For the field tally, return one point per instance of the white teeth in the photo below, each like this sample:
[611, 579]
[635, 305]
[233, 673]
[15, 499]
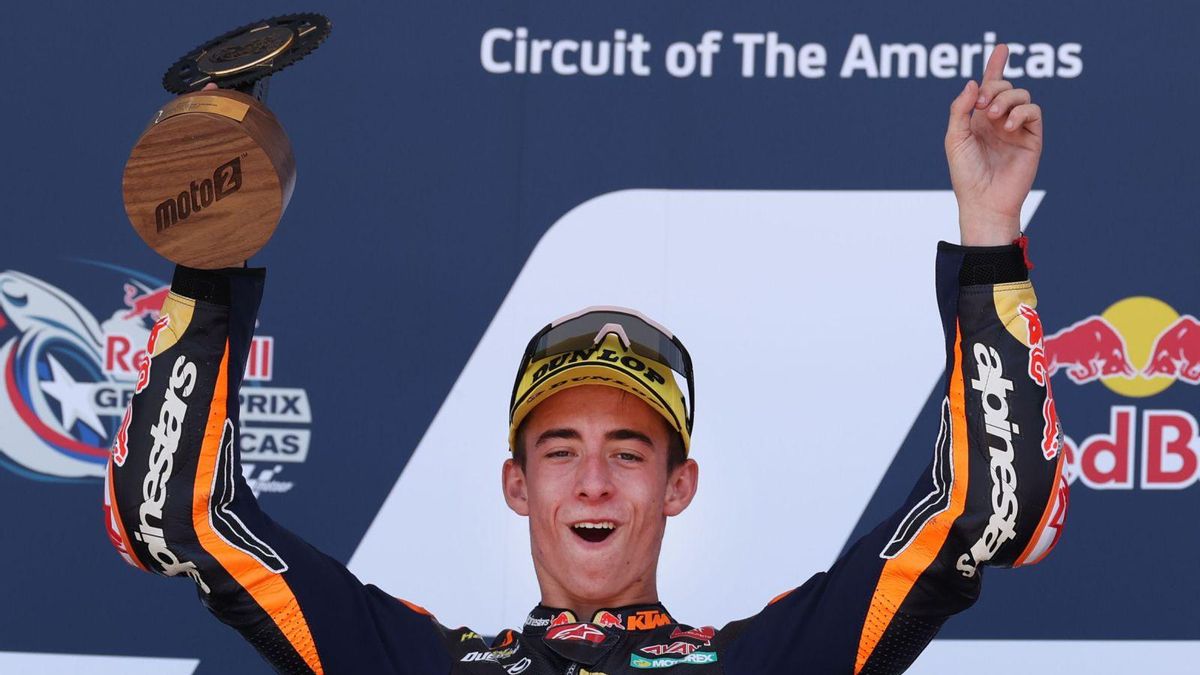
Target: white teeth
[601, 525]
# # # #
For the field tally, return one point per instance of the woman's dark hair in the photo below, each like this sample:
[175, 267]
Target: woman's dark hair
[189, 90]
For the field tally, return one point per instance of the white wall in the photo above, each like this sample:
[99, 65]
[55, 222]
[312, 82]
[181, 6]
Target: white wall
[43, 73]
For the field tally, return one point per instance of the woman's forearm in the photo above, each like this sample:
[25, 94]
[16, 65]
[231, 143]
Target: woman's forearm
# # # #
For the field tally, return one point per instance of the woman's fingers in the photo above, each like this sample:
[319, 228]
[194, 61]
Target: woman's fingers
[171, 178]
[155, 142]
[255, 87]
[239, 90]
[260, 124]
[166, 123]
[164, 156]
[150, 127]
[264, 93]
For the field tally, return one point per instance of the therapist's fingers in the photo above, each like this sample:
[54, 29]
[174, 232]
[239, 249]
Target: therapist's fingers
# # # #
Direction: Rewrite the stretch from the line containing "of the therapist's" through the line containing "Target: therapist's fingers", renaming "fingers" to "fingertips" and keeping everything else the same.

Problem solution:
For the field tally, return one point per instance of the therapist's fingertips in the photo above, each like this sample:
[54, 29]
[174, 232]
[239, 249]
Target: therapist's fingertips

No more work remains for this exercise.